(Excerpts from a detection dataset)
--------
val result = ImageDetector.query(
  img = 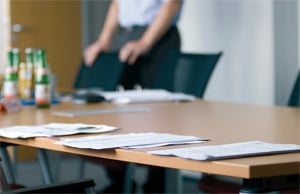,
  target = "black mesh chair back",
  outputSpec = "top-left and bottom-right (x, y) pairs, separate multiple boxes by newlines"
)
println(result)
(288, 71), (300, 107)
(0, 157), (9, 193)
(174, 53), (222, 98)
(154, 51), (222, 98)
(74, 52), (123, 91)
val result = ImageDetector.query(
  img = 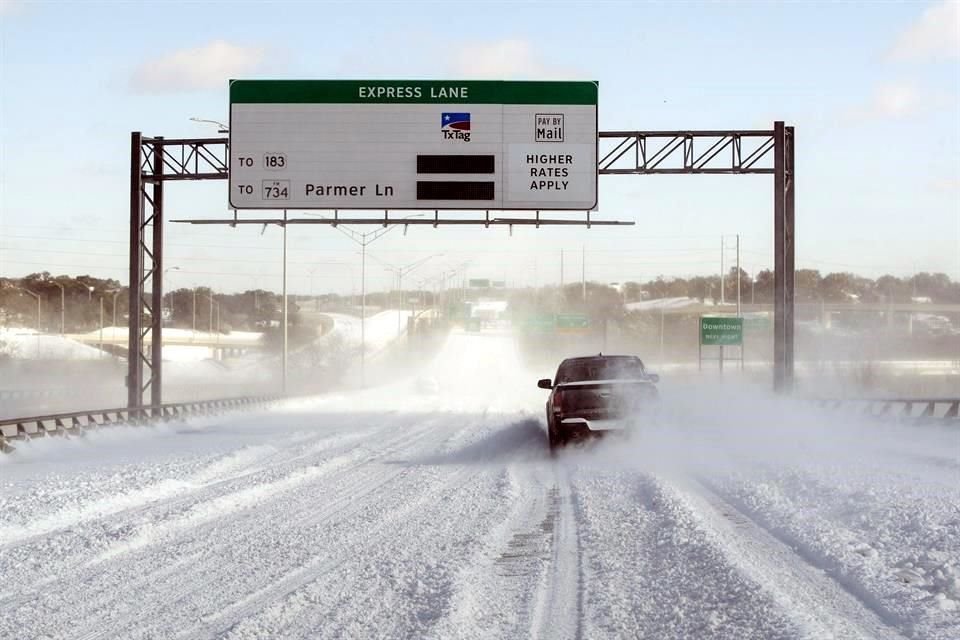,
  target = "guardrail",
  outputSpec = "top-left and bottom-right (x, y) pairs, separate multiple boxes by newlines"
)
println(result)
(0, 396), (282, 453)
(813, 398), (960, 425)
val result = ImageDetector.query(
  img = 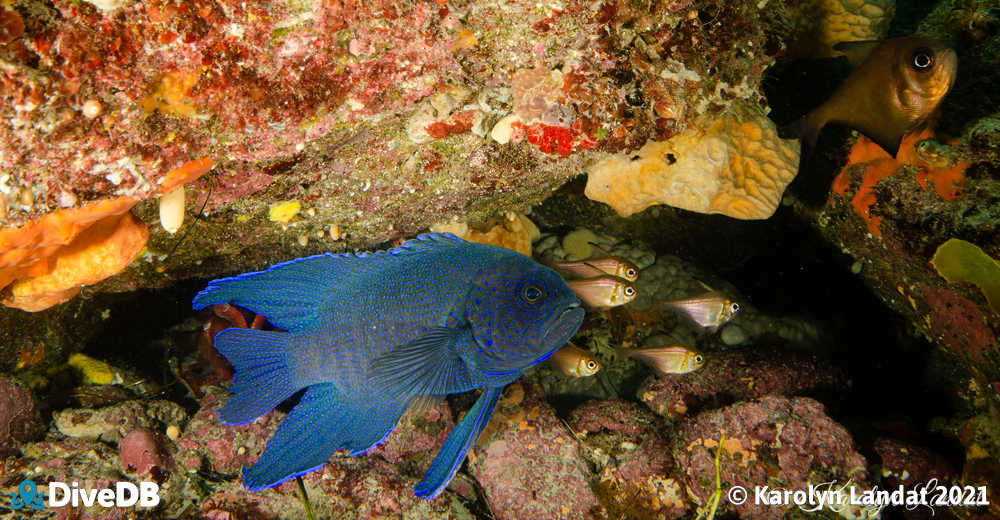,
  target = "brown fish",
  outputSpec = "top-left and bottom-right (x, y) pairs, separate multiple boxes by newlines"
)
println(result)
(785, 36), (958, 157)
(659, 282), (740, 332)
(553, 256), (639, 282)
(566, 274), (636, 309)
(616, 345), (705, 374)
(549, 343), (601, 377)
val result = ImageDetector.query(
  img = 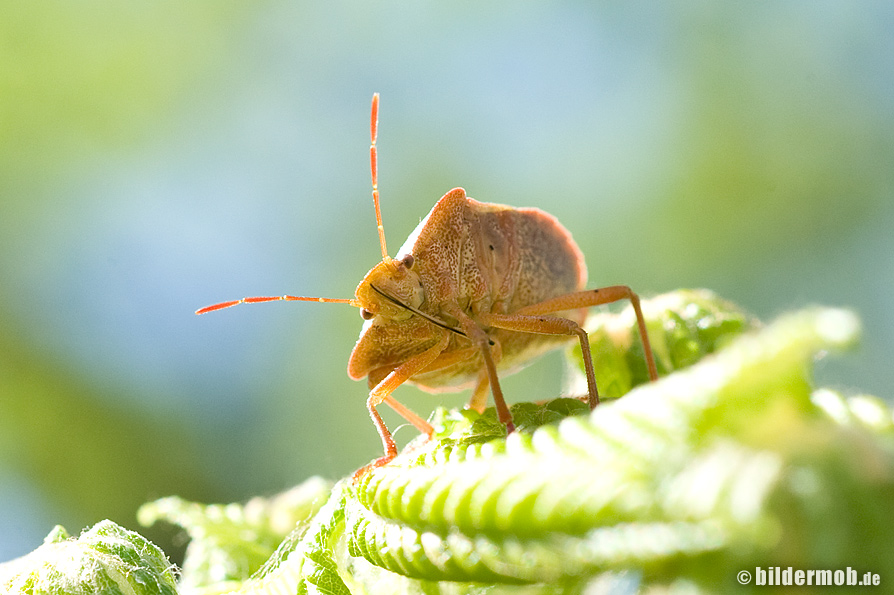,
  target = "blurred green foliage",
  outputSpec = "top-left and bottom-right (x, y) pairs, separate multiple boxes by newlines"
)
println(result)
(0, 0), (894, 572)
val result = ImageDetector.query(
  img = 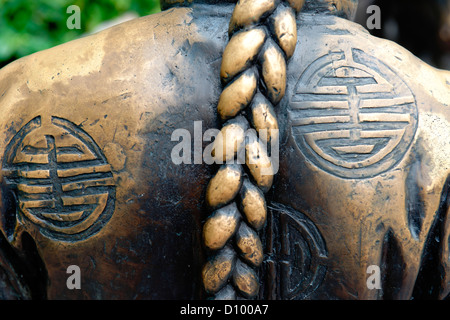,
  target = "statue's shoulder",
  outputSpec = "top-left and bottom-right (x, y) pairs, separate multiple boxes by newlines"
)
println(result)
(291, 14), (450, 113)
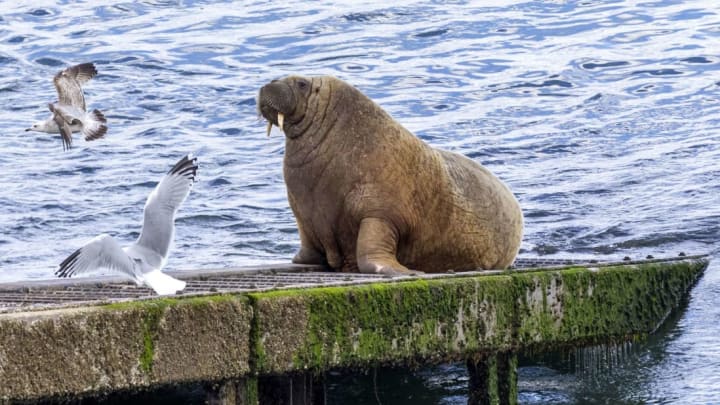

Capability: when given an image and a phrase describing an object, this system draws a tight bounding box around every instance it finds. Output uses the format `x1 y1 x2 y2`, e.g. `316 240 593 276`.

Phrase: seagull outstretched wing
53 63 97 111
55 234 135 278
136 155 198 258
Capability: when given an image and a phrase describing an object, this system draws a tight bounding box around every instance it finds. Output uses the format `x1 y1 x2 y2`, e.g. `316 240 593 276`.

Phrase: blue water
0 0 720 403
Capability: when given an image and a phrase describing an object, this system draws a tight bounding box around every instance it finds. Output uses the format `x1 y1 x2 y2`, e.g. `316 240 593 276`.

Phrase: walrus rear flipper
357 218 422 275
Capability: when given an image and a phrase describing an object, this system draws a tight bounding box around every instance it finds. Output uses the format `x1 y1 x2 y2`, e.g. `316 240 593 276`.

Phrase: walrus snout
258 80 295 121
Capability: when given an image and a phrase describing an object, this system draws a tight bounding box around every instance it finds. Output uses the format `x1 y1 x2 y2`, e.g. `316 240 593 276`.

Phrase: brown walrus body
258 76 523 274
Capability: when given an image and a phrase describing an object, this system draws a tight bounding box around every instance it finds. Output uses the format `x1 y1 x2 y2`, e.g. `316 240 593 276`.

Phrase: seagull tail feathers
143 270 186 295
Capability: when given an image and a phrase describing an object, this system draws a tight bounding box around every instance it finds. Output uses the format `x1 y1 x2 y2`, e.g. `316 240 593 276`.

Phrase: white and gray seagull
55 155 198 295
25 63 107 150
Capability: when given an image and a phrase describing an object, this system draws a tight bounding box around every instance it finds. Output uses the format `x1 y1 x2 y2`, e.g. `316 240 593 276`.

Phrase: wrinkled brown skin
258 76 523 274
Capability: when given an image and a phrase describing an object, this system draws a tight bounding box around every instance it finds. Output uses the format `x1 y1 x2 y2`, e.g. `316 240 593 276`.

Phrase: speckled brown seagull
25 63 107 150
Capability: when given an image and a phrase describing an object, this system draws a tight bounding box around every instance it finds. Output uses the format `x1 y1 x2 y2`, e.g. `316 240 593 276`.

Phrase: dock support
205 378 258 405
258 373 325 405
467 353 517 405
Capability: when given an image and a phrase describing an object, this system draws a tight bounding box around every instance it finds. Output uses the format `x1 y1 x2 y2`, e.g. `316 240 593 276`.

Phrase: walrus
257 76 523 275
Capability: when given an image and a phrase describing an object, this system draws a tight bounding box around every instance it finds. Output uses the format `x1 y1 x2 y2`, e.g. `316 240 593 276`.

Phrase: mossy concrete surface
0 259 707 403
250 260 707 374
0 295 252 402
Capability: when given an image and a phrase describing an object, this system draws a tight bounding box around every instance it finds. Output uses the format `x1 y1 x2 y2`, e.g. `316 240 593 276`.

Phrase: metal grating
0 256 698 313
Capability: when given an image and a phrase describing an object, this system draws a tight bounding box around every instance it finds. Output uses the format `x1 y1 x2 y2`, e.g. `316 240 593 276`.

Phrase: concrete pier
0 256 707 404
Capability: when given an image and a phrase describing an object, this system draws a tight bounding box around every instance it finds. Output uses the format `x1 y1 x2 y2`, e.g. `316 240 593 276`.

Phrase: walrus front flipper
357 218 422 275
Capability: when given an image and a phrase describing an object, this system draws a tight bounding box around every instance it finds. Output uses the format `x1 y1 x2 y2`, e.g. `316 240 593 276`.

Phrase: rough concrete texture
0 296 252 400
251 260 707 374
0 260 707 403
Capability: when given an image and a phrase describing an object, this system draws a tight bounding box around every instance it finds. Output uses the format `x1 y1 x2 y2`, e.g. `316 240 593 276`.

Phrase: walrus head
257 76 317 138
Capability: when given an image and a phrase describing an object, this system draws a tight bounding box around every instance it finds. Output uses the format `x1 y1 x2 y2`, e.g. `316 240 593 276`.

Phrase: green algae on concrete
0 260 707 403
251 276 514 373
250 260 707 374
0 295 252 399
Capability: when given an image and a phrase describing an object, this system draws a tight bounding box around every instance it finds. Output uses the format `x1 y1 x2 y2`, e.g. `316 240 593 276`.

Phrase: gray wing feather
137 155 198 257
55 234 135 278
53 63 97 111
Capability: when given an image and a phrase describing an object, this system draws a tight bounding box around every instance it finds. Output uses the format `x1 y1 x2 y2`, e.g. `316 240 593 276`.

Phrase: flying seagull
25 63 107 150
55 155 198 295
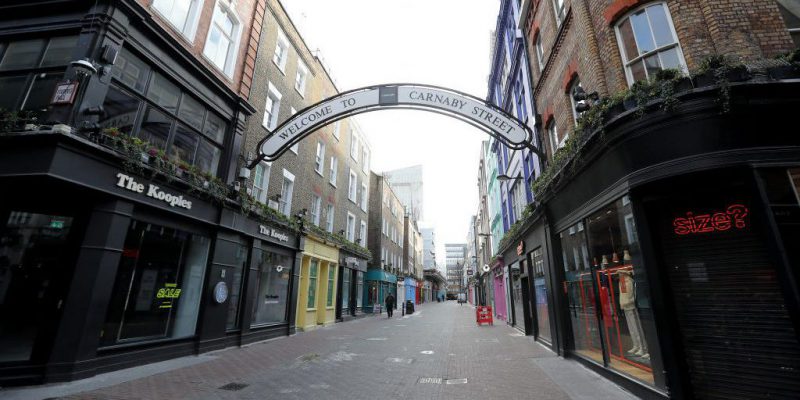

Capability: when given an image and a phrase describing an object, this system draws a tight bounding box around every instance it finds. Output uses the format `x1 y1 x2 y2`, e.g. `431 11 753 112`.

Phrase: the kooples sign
117 172 192 210
258 225 289 242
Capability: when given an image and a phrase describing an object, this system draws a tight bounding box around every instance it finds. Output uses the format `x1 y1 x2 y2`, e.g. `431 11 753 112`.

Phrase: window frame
203 0 242 78
614 1 688 87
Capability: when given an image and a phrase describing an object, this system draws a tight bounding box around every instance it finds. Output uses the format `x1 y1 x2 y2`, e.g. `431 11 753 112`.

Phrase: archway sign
249 84 541 168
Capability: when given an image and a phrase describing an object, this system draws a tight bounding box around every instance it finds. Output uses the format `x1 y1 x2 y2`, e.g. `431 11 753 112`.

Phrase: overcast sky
281 0 500 265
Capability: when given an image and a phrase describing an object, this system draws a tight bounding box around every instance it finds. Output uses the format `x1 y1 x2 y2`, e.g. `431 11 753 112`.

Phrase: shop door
0 211 74 363
647 179 800 399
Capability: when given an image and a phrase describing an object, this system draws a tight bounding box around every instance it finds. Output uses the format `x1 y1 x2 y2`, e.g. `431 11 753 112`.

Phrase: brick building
240 0 371 329
490 0 800 398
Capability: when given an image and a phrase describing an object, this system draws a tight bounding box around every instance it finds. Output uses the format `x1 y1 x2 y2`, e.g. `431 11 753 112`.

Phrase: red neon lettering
672 204 750 236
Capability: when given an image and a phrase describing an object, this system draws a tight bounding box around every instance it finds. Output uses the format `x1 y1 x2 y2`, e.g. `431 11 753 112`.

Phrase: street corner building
0 0 312 386
475 0 800 399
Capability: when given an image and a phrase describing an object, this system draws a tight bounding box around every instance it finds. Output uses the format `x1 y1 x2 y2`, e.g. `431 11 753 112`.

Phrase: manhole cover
383 357 414 364
219 382 250 392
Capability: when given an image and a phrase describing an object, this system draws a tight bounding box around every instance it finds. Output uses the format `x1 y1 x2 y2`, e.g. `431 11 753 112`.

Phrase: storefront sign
214 281 228 304
672 204 750 235
258 225 289 242
117 172 192 210
156 283 181 308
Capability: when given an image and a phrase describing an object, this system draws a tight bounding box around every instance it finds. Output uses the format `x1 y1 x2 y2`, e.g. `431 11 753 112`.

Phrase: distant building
383 165 423 221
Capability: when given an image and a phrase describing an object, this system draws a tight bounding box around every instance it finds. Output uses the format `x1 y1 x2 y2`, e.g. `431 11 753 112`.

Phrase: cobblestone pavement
6 301 633 400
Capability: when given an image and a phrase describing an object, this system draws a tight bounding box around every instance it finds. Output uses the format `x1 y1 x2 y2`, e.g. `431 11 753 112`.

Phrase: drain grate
219 382 250 392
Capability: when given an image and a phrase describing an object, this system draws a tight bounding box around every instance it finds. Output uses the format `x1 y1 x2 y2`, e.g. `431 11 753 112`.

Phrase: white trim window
289 107 300 154
350 128 358 162
333 121 342 140
203 0 242 77
328 156 339 187
314 141 325 176
152 0 202 42
278 169 294 216
325 204 336 233
614 3 686 85
345 211 356 242
357 219 367 246
553 0 567 27
311 194 322 226
272 30 289 75
361 182 367 211
253 162 272 204
261 82 283 131
294 60 308 97
347 168 358 203
567 78 583 125
536 33 544 73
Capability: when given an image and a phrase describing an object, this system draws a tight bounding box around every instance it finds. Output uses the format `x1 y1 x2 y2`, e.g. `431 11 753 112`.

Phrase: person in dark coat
386 293 394 318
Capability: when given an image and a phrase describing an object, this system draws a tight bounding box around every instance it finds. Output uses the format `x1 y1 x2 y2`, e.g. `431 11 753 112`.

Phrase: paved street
0 301 633 400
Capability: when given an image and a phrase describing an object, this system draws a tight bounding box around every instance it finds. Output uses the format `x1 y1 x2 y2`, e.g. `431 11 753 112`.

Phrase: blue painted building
487 0 541 234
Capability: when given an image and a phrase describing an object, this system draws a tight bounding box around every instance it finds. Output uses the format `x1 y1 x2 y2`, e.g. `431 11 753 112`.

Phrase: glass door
0 211 73 362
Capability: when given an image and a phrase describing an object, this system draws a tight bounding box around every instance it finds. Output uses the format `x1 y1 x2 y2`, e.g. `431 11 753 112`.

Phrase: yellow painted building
296 236 339 331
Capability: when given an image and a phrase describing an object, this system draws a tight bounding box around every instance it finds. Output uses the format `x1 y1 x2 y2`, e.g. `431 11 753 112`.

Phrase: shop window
100 86 142 135
100 221 210 346
531 247 553 342
203 0 242 77
777 0 800 47
616 3 686 85
212 238 248 330
252 249 292 325
0 211 77 362
342 268 353 315
325 264 336 307
306 260 319 310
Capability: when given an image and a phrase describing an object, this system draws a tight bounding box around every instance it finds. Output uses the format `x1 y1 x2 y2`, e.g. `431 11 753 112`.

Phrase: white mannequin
619 255 650 358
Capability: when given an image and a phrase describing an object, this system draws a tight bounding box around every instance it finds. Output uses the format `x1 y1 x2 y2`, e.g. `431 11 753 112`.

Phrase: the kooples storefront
0 141 298 383
503 213 558 347
540 83 800 399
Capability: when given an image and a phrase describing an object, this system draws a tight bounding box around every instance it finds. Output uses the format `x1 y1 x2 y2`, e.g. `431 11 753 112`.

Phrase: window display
252 249 292 325
100 221 210 346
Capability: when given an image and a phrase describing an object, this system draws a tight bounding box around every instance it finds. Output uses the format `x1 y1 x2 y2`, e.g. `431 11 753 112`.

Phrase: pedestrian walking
386 293 394 318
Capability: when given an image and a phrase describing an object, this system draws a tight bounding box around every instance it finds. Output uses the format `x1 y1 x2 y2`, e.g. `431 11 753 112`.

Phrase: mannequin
619 250 650 358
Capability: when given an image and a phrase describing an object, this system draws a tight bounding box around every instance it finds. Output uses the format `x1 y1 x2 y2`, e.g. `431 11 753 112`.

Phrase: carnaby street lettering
117 172 192 210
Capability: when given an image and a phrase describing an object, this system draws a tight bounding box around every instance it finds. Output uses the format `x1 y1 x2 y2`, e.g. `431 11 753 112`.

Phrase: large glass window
531 247 553 342
306 260 319 309
212 238 248 330
100 221 210 346
616 3 686 85
561 196 658 385
325 264 336 307
252 249 292 325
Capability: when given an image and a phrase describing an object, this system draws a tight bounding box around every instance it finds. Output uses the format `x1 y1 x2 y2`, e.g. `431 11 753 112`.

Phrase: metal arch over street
248 84 542 169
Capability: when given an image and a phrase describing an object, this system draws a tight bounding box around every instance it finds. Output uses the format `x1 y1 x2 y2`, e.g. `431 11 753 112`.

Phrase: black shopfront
504 82 800 399
0 2 299 385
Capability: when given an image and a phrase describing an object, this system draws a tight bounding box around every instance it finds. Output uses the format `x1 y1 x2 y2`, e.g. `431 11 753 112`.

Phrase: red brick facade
523 0 794 159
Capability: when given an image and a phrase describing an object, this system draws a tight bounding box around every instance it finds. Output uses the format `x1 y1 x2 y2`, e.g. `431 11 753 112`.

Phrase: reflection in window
252 249 292 325
100 221 210 346
616 3 686 85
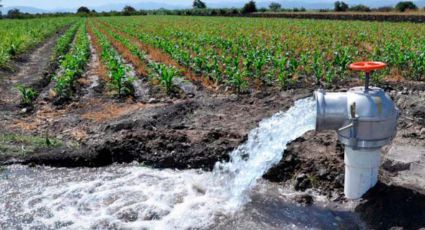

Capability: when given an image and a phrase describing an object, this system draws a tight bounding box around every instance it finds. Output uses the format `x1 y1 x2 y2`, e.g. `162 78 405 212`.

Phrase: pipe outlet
315 87 399 199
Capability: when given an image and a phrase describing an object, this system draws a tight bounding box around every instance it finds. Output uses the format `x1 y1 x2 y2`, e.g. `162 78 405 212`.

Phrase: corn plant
227 70 248 93
91 24 135 97
54 24 90 99
16 85 38 106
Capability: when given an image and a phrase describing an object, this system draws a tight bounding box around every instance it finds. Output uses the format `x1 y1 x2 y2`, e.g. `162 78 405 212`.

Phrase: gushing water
0 98 316 229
--------
* _GIVEN TASK_:
Locate every line above that contains the word "water" and copy each one out. Matching is case-sensitive.

* _REPLY TO THE TASK_:
Phrase: blue water
Phrase: gushing water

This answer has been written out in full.